*Document excerpt*:

==========

Wisconsin Circuit Court Judge for the Eau Claire Circuit, Branch 1
- In office August 1, 1978 – July 31, 2000
- Preceded by: Transitioned from 23rd Circ.
- Succeeded by: Lisa K. Stark

Wisconsin Circuit Court Judge for the 23rd Circuit
- In office January 1, 1976 – July 31, 1978
- Preceded by: Merrill R. Farr
- Succeeded by: Transitioned to Eau Claire Circ.

County Judge of Eau Claire County, Branch 1
- In office March 15, 1967 – December 31, 1975
- Appointed by: Warren P. Knowles
- Preceded by: Connor T. Hansen
- Succeeded by: William D. O'Brien

Member of the Wisconsin State Assembly from the Eau Claire 1st district
- In office January 1, 1961 – January 1, 1967
- Preceded by: Karl J. Goethel
- Succeeded by: Wilmer R. Waters

Personal details
- Born: March 3, 1930 (age 96) San Francisco, California, US
- Party: Republican
- Spouses: Ann Marie Johnson ​ ​(m. 1964; died 1999)​; Jill Broderick;
- Education: University of Wisconsin (B.A.); University of Wisconsin Law School (LL.B.);
- Profession: lawyer, judge

Military service
- Allegiance: United States
- Branch/service: United States Army U.S. Army Reserve
- Years of service: 1953–1955 (USA) 1955–1965 (USAR)

==========

[Data entries]
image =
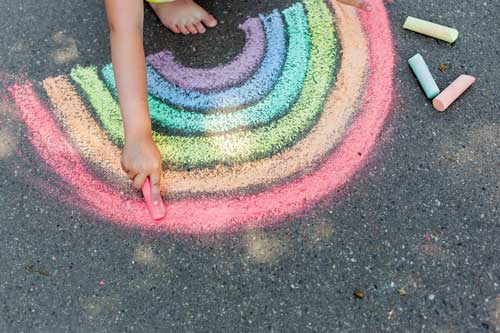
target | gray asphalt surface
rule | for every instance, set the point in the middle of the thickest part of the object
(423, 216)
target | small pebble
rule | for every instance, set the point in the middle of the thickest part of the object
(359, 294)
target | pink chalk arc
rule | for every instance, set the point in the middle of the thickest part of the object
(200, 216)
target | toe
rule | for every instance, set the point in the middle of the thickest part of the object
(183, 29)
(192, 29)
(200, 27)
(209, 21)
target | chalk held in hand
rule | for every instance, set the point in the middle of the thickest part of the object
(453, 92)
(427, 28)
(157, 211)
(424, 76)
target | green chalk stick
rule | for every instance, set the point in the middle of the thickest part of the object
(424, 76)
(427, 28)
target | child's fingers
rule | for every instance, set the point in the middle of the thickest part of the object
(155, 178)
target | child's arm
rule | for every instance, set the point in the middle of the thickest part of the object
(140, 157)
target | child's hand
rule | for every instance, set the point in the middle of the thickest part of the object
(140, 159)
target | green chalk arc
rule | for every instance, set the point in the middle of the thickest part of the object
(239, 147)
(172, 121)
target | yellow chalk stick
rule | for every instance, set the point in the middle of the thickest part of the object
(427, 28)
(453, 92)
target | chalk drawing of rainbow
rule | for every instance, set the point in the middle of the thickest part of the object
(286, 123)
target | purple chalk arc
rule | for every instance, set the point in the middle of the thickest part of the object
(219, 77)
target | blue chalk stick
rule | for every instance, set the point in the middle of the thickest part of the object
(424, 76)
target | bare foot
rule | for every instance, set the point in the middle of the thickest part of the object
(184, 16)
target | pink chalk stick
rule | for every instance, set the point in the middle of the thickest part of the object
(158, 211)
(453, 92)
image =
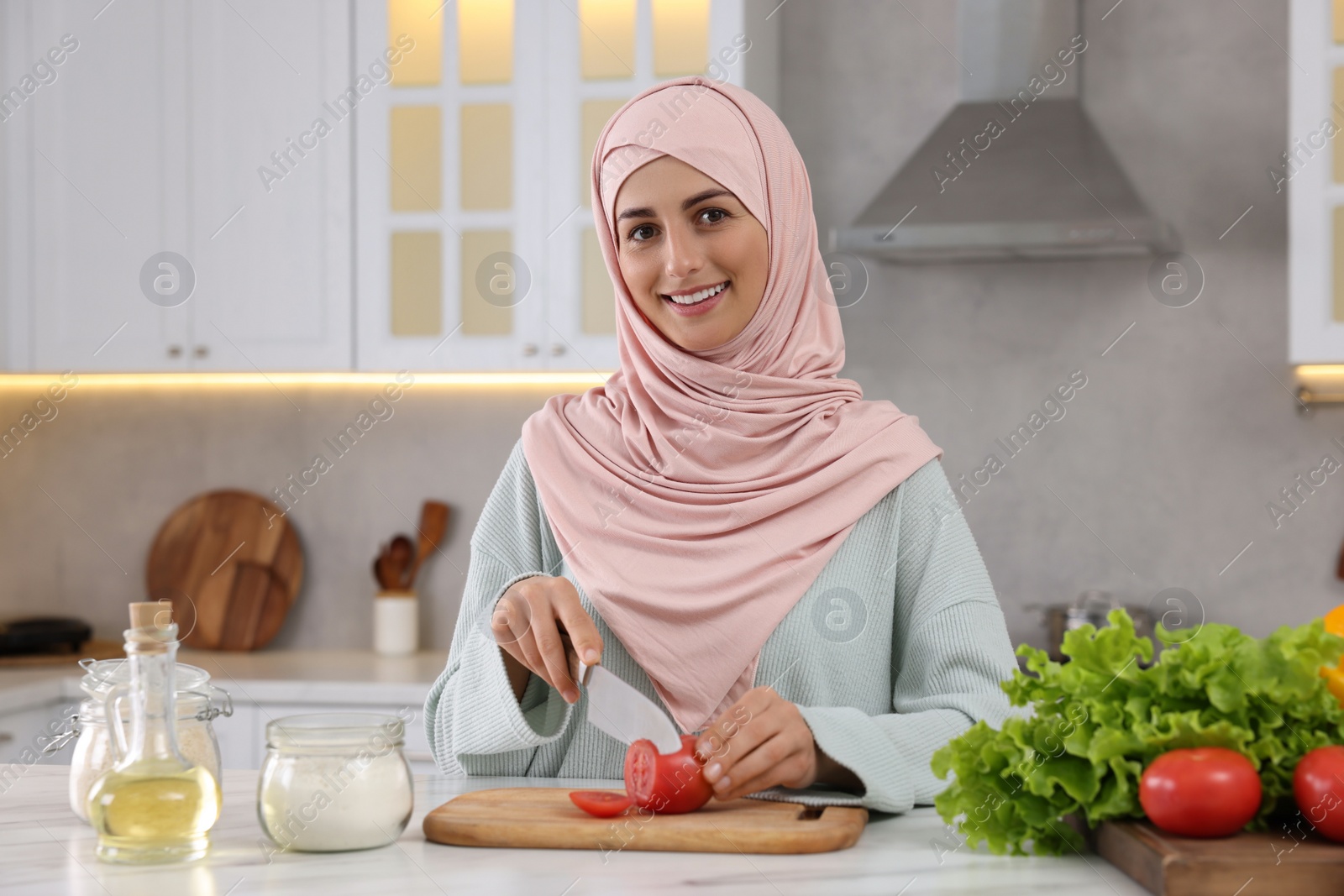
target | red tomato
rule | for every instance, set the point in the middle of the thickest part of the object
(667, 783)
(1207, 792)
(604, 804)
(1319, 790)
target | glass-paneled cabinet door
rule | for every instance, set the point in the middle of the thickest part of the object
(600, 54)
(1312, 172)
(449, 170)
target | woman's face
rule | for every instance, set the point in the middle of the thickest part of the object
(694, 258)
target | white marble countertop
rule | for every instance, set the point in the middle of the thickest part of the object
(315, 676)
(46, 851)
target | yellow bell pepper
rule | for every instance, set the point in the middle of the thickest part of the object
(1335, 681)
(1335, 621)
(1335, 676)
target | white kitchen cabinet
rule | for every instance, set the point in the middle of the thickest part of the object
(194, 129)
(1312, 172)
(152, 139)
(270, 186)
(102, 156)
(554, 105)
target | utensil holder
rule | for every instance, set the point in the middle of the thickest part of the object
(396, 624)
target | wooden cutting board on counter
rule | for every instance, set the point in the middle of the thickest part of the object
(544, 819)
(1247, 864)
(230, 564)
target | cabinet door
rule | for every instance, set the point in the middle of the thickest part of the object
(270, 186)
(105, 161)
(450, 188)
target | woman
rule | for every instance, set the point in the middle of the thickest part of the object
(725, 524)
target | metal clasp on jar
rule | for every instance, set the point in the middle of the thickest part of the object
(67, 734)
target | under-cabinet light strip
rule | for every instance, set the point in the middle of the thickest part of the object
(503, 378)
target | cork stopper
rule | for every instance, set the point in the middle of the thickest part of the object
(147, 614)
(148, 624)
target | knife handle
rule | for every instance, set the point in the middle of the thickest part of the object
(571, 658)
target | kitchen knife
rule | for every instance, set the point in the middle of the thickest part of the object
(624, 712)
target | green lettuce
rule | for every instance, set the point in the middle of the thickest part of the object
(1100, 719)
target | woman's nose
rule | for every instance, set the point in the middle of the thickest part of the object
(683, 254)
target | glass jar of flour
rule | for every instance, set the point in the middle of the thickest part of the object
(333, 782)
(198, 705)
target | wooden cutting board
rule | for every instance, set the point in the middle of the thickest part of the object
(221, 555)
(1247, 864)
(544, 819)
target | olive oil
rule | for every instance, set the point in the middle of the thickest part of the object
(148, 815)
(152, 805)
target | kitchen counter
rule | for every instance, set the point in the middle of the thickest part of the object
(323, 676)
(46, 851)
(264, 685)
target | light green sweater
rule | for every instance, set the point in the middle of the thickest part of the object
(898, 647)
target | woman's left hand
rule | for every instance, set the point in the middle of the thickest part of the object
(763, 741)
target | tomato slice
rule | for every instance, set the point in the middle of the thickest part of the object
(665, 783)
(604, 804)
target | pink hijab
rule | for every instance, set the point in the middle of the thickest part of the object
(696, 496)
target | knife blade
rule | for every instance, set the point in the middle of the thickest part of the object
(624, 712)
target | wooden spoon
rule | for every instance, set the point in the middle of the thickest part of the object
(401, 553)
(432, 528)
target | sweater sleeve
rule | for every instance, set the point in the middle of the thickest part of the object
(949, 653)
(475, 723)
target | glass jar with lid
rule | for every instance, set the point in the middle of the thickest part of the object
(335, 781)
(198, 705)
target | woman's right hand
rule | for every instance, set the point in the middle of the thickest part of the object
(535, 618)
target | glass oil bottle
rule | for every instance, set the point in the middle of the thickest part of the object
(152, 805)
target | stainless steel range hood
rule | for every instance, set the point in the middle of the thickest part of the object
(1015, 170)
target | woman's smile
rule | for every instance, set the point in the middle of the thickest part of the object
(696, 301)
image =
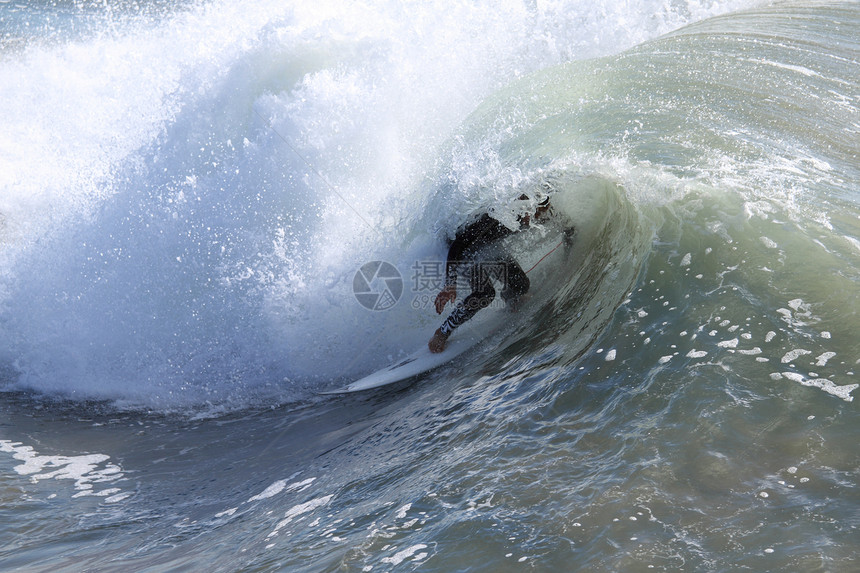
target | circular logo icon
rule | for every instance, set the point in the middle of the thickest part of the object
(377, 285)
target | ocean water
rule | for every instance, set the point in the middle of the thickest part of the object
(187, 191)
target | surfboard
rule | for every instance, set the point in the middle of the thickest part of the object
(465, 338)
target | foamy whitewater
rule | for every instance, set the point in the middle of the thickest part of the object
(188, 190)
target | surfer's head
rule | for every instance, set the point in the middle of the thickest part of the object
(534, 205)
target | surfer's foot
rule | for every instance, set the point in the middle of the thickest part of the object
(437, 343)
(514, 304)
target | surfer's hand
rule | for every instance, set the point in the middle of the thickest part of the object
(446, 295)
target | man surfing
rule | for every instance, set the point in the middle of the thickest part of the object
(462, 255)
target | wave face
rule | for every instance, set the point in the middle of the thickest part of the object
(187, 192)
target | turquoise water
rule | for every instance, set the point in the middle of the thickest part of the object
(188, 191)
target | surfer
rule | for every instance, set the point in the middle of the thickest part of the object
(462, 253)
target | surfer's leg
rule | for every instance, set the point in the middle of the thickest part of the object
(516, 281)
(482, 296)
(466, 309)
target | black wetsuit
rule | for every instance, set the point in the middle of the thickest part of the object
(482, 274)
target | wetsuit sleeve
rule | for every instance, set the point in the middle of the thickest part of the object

==========

*To be done*: How would the Eau Claire judge's career profile go on after its last line? Continue the profile from there.

*Result of this exercise*:
- Rank: Captain
- Unit: Military Police

= Thomas H. Barland =

20th century American politician and judge

Thomas H. Barland (born March 3, 1930) is a retired American lawyer, politician, and judge. Most recently, he was the last chairman of the Wisconsin Government Accountability Board before its dissolution in 2015. He was a Wisconsin Circuit Court Judge and County Judge for 33 years in Eau Claire County and served six years in the Wisconsin State Assembly as a Republican.

==Early life and career==

Although descended from one of the pioneer settlers of Eau Claire, Wisconsin, Barland was born in San Francisco, California, and received his early education on the island of Oahu in what was then the Territory of Hawaii. Barland's father was employed as an engineer for the War Department at the Schofield Barracks. At age 11, Barland witnessed the Attack on Pearl Harbor, racing home after the first wave of the attack and sheltering in his basement with his parents. A few months later, they were evacuated to the United States and relocated to Eau Claire.

He graduated from Eau Claire High School in 1947 and attended the University of Wisconsin-Madison, where he received his bachelor's degree in economics in 1951. He went on to law school at the University of Wisconsin Law School, but interrupted his education in 1953 to enlist in the United States Army.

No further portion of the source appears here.